▸ WHAT YOU ARE ASKED TO DO
Leave out the pictures and restate the rest of the data exactly.

** start DATASET EXTRACT **

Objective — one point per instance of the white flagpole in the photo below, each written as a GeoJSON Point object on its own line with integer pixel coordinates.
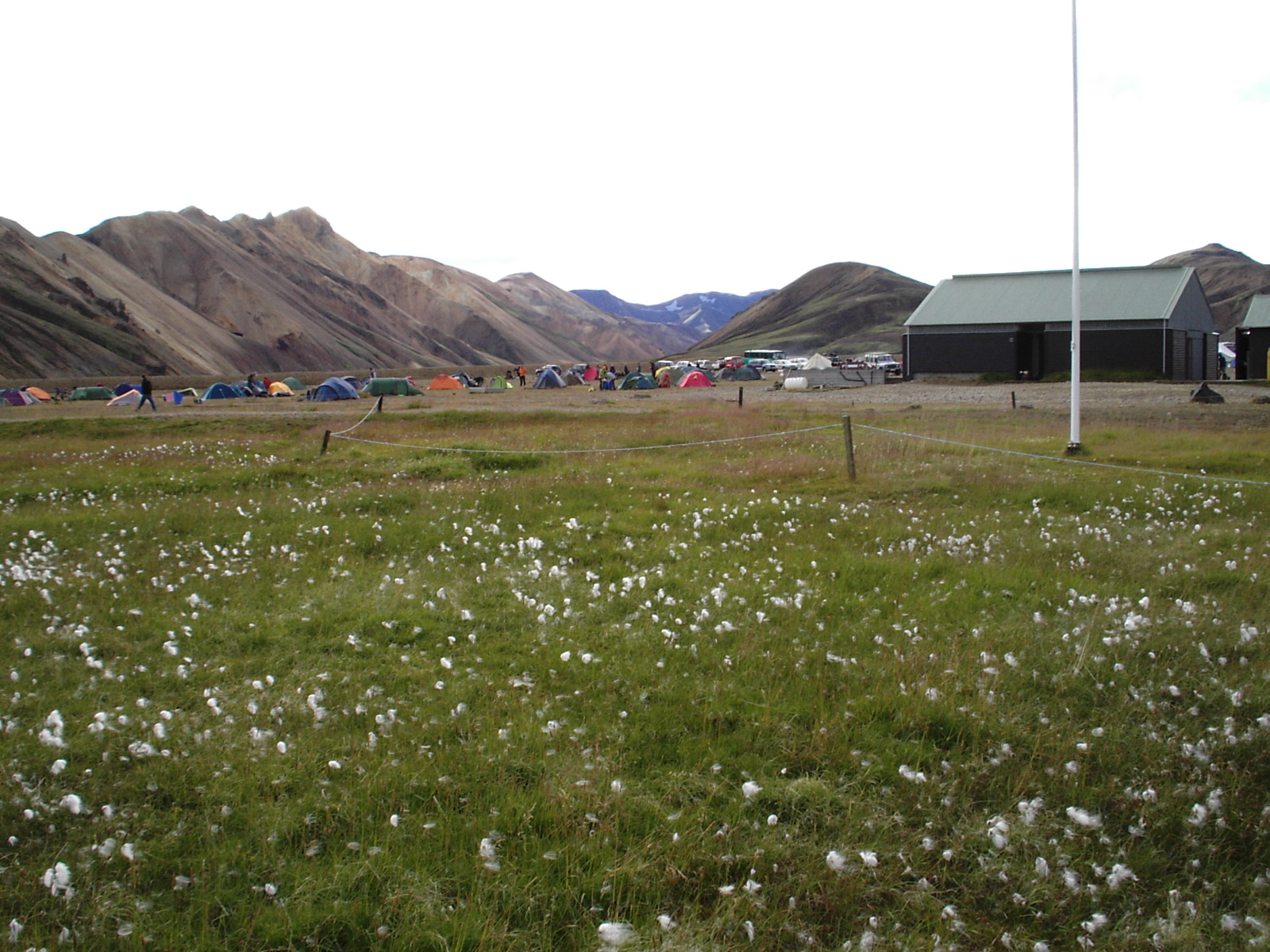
{"type": "Point", "coordinates": [1073, 444]}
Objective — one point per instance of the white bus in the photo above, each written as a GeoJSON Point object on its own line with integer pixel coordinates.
{"type": "Point", "coordinates": [764, 357]}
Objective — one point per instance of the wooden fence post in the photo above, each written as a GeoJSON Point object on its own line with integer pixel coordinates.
{"type": "Point", "coordinates": [851, 448]}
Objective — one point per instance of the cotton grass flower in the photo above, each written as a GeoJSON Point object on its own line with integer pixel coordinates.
{"type": "Point", "coordinates": [1083, 818]}
{"type": "Point", "coordinates": [616, 935]}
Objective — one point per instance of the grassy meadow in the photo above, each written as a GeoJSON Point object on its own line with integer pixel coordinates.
{"type": "Point", "coordinates": [710, 697]}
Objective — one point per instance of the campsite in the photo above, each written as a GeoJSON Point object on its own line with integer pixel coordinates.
{"type": "Point", "coordinates": [578, 670]}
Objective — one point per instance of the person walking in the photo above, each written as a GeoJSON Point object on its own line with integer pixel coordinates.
{"type": "Point", "coordinates": [148, 393]}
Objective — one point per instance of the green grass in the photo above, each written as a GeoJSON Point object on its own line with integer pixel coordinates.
{"type": "Point", "coordinates": [305, 689]}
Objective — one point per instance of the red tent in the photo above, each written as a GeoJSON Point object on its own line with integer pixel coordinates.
{"type": "Point", "coordinates": [695, 378]}
{"type": "Point", "coordinates": [444, 381]}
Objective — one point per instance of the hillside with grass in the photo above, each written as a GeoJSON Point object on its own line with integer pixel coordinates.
{"type": "Point", "coordinates": [448, 689]}
{"type": "Point", "coordinates": [846, 308]}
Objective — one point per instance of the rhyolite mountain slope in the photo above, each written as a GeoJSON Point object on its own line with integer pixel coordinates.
{"type": "Point", "coordinates": [1230, 279]}
{"type": "Point", "coordinates": [702, 313]}
{"type": "Point", "coordinates": [844, 308]}
{"type": "Point", "coordinates": [168, 292]}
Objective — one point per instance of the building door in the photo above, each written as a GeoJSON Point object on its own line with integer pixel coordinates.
{"type": "Point", "coordinates": [1030, 352]}
{"type": "Point", "coordinates": [1194, 357]}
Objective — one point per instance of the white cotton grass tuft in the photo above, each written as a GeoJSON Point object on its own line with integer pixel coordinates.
{"type": "Point", "coordinates": [616, 935]}
{"type": "Point", "coordinates": [73, 803]}
{"type": "Point", "coordinates": [489, 854]}
{"type": "Point", "coordinates": [1083, 818]}
{"type": "Point", "coordinates": [57, 880]}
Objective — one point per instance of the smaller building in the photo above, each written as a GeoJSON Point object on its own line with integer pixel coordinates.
{"type": "Point", "coordinates": [1253, 342]}
{"type": "Point", "coordinates": [1019, 325]}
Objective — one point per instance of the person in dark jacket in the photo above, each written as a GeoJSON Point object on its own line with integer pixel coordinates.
{"type": "Point", "coordinates": [148, 393]}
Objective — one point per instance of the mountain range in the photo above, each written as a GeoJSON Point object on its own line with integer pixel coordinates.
{"type": "Point", "coordinates": [186, 294]}
{"type": "Point", "coordinates": [702, 314]}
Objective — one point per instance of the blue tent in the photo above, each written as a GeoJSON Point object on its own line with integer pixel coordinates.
{"type": "Point", "coordinates": [333, 389]}
{"type": "Point", "coordinates": [219, 391]}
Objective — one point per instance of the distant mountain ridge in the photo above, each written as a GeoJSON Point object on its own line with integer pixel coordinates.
{"type": "Point", "coordinates": [702, 313]}
{"type": "Point", "coordinates": [186, 294]}
{"type": "Point", "coordinates": [846, 308]}
{"type": "Point", "coordinates": [183, 292]}
{"type": "Point", "coordinates": [1230, 279]}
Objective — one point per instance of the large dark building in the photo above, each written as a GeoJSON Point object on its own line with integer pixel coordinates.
{"type": "Point", "coordinates": [1253, 340]}
{"type": "Point", "coordinates": [1020, 325]}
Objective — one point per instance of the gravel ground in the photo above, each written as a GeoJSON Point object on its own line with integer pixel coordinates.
{"type": "Point", "coordinates": [1102, 399]}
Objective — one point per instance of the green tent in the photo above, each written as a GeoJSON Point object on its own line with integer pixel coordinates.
{"type": "Point", "coordinates": [92, 393]}
{"type": "Point", "coordinates": [391, 386]}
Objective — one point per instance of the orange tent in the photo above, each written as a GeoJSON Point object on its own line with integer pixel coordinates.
{"type": "Point", "coordinates": [444, 381]}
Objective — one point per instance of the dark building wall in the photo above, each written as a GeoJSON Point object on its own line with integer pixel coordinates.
{"type": "Point", "coordinates": [1130, 349]}
{"type": "Point", "coordinates": [1191, 311]}
{"type": "Point", "coordinates": [981, 352]}
{"type": "Point", "coordinates": [1250, 352]}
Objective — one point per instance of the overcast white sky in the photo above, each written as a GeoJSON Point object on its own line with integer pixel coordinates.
{"type": "Point", "coordinates": [660, 148]}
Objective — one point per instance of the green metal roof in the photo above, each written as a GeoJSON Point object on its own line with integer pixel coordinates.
{"type": "Point", "coordinates": [1259, 313]}
{"type": "Point", "coordinates": [1028, 298]}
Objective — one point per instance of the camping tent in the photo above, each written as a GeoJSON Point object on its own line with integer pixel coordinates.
{"type": "Point", "coordinates": [333, 389]}
{"type": "Point", "coordinates": [548, 380]}
{"type": "Point", "coordinates": [391, 386]}
{"type": "Point", "coordinates": [444, 381]}
{"type": "Point", "coordinates": [695, 378]}
{"type": "Point", "coordinates": [220, 391]}
{"type": "Point", "coordinates": [92, 393]}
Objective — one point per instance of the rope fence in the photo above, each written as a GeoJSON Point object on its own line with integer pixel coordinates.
{"type": "Point", "coordinates": [848, 433]}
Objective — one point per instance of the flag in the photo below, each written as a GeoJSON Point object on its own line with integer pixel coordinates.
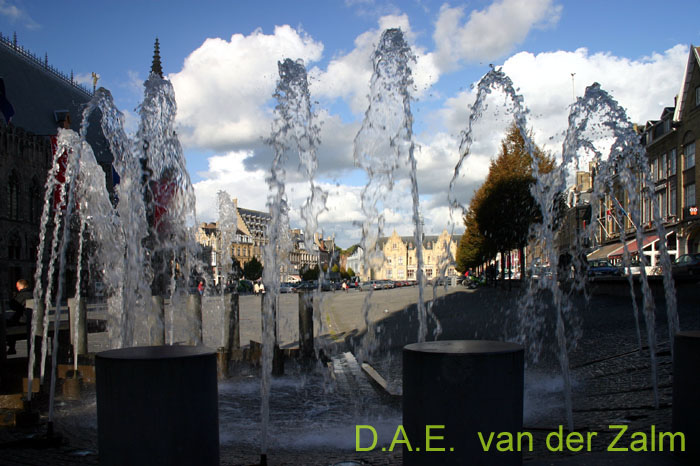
{"type": "Point", "coordinates": [5, 106]}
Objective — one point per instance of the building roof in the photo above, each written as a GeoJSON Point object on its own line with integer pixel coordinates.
{"type": "Point", "coordinates": [40, 96]}
{"type": "Point", "coordinates": [410, 243]}
{"type": "Point", "coordinates": [255, 213]}
{"type": "Point", "coordinates": [693, 60]}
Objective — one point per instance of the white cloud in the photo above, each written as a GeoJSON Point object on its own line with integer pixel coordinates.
{"type": "Point", "coordinates": [644, 87]}
{"type": "Point", "coordinates": [224, 86]}
{"type": "Point", "coordinates": [347, 76]}
{"type": "Point", "coordinates": [488, 34]}
{"type": "Point", "coordinates": [16, 14]}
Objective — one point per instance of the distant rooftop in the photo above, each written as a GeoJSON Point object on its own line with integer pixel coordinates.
{"type": "Point", "coordinates": [29, 57]}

** end DATASET EXTRACT **

▸ THE RESPONSE
Objective — one point per instance of the white flagpole in the photo below, each written as a GeoJSON Point object on its own line with integer pixel coordinates.
{"type": "Point", "coordinates": [1073, 444]}
Objective — one point per instance of the white bus in the photo above, each written as a GeoJSON Point object on its own line with integer pixel coordinates.
{"type": "Point", "coordinates": [764, 357]}
Objective — one point per instance of the wooden fence post in the photo above, each written as a GeoJSON Point object on its own line with integer pixel coordinates.
{"type": "Point", "coordinates": [851, 448]}
Objective — one point per instance of the cotton grass flower in the photo above, each written as a GeoJSON Point object on its own line with integer pixel coordinates.
{"type": "Point", "coordinates": [1083, 818]}
{"type": "Point", "coordinates": [616, 935]}
Objective — one point per instance of the grassy meadow in the photo above, each written as a GeoJSON Point object on its own line with integer pixel coordinates.
{"type": "Point", "coordinates": [710, 697]}
Objective — one point per instance of the campsite in the photo above, each written as a GeoJSON Point object on its own line with integer pixel coordinates.
{"type": "Point", "coordinates": [578, 670]}
Objective — one point per instance of the person walking in the photo above, each written as a GeoJSON Point object on its own line with integer pixel coordinates.
{"type": "Point", "coordinates": [148, 393]}
Objective — one point per instance of the green grass in the photo above, each written as a GeoJSON Point object on its own line with integer pixel coordinates.
{"type": "Point", "coordinates": [305, 689]}
Objective — one point per instance of the red tent in the photo above, each written as a GeoJSON Point object on its own line with integer pixel coordinates.
{"type": "Point", "coordinates": [695, 378]}
{"type": "Point", "coordinates": [444, 381]}
Objective — one point per instance of the hillside with grass in the photo above, each written as a GeoJSON Point object on its own line with integer pixel coordinates.
{"type": "Point", "coordinates": [448, 689]}
{"type": "Point", "coordinates": [846, 308]}
Objective — one point per instance of the rhyolite mountain slope in the photo above, each written as a GeoJSON Point object on its own line with integer pixel coordinates.
{"type": "Point", "coordinates": [1230, 279]}
{"type": "Point", "coordinates": [702, 313]}
{"type": "Point", "coordinates": [844, 308]}
{"type": "Point", "coordinates": [168, 292]}
Objective — one point per instance of the building door in the photo above, each written as a GeoJSON Point object on its own line with integer pixel coordinates.
{"type": "Point", "coordinates": [1030, 352]}
{"type": "Point", "coordinates": [1194, 357]}
Objective — one point per instance of the white cotton grass tuft in the photo above, each written as a GeoJSON Point object on its own line with integer pixel coordinates.
{"type": "Point", "coordinates": [616, 935]}
{"type": "Point", "coordinates": [73, 803]}
{"type": "Point", "coordinates": [489, 854]}
{"type": "Point", "coordinates": [1083, 818]}
{"type": "Point", "coordinates": [57, 880]}
Objective — one point per instance of the smaller building in the photo above, each written as a GeoJSON Point object on its own line with integer pixel coordinates.
{"type": "Point", "coordinates": [1253, 342]}
{"type": "Point", "coordinates": [1019, 325]}
Objective — one point per instance of the person in dark jacket in the photo above, each written as a GeoJSON Point object on its own line with integer pixel coordinates.
{"type": "Point", "coordinates": [148, 393]}
Objective — one point per instance of the mountain range in the photo above, each written as a GeoJSON Point object on its own line with integer pixel coordinates.
{"type": "Point", "coordinates": [186, 294]}
{"type": "Point", "coordinates": [702, 314]}
Objective — one point per instance of the blue tent in the photo above, each written as a GeoJSON Point object on its own line with integer pixel coordinates.
{"type": "Point", "coordinates": [333, 389]}
{"type": "Point", "coordinates": [219, 391]}
Objective — one point per instance of the distant mountain ridge in the photo above, each written as a GeoJSON Point object on its own line with integer pixel coordinates.
{"type": "Point", "coordinates": [702, 313]}
{"type": "Point", "coordinates": [186, 294]}
{"type": "Point", "coordinates": [846, 308]}
{"type": "Point", "coordinates": [183, 292]}
{"type": "Point", "coordinates": [1230, 279]}
Objective — one point per instance of the large dark building in the photo above, each written as a GeoJSON Point object on its own line with integer pixel coordinates.
{"type": "Point", "coordinates": [1253, 340]}
{"type": "Point", "coordinates": [1020, 325]}
Objective — one point per instance of the gravel ground in the photo above, each written as a GeoJSON Point object on its own line with integer pixel coordinates.
{"type": "Point", "coordinates": [1102, 399]}
Objective — one point per instance of the green tent in the photo above, each written as a GeoJSON Point object on its own line with integer pixel coordinates.
{"type": "Point", "coordinates": [92, 393]}
{"type": "Point", "coordinates": [391, 386]}
Objective — one point per instance of the orange tent in the photo above, each written as a GeoJSON Point object on its own line with integer pixel coordinates.
{"type": "Point", "coordinates": [444, 381]}
Objective — one point per instance of the dark building wall in the photo above, each written as a GeoJSON Point object on its own line with integer pixel coordinates.
{"type": "Point", "coordinates": [1130, 349]}
{"type": "Point", "coordinates": [1191, 311]}
{"type": "Point", "coordinates": [981, 352]}
{"type": "Point", "coordinates": [1250, 352]}
Objective — one point per instance of the overcast white sky in the photo above, each written as a GeoJSON Point object on its own line with integer pixel coordinates.
{"type": "Point", "coordinates": [660, 148]}
Objective — one point per instance of the green metal roof in the photo above, each written as a GeoJSON Point object on its own line with integer pixel coordinates.
{"type": "Point", "coordinates": [1259, 313]}
{"type": "Point", "coordinates": [1028, 298]}
Objective — one point per instance of the camping tent in the photo above, each written as a GeoJSON Point object on its own line with integer pixel coordinates.
{"type": "Point", "coordinates": [333, 389]}
{"type": "Point", "coordinates": [548, 380]}
{"type": "Point", "coordinates": [391, 386]}
{"type": "Point", "coordinates": [444, 381]}
{"type": "Point", "coordinates": [695, 378]}
{"type": "Point", "coordinates": [220, 391]}
{"type": "Point", "coordinates": [92, 393]}
Objective — one point per instance of the rope fence in the photo above, each written as a GeoJSON Point object on its own line with integer pixel coordinates.
{"type": "Point", "coordinates": [848, 433]}
Objective — one point per instance of the flag in the photo below, each written as a GeoJSON Point object on its own line with integer pixel coordinates.
{"type": "Point", "coordinates": [5, 106]}
Objective — one point per instance of the building roof in the photo above, each written as a GeoJSON Point object on its own line with integer pixel coordinates.
{"type": "Point", "coordinates": [40, 96]}
{"type": "Point", "coordinates": [410, 243]}
{"type": "Point", "coordinates": [255, 213]}
{"type": "Point", "coordinates": [693, 60]}
Objective — one point per instance of the white cloud in the photo above, each written as a GeoJSON Point object on its own line with integer pixel coordinates.
{"type": "Point", "coordinates": [644, 87]}
{"type": "Point", "coordinates": [224, 86]}
{"type": "Point", "coordinates": [347, 76]}
{"type": "Point", "coordinates": [488, 34]}
{"type": "Point", "coordinates": [16, 14]}
Objective — one point per instance of the distant rooftop in the photo above, each written as a GeoJSON Point object on its own line with integer pixel coordinates.
{"type": "Point", "coordinates": [29, 57]}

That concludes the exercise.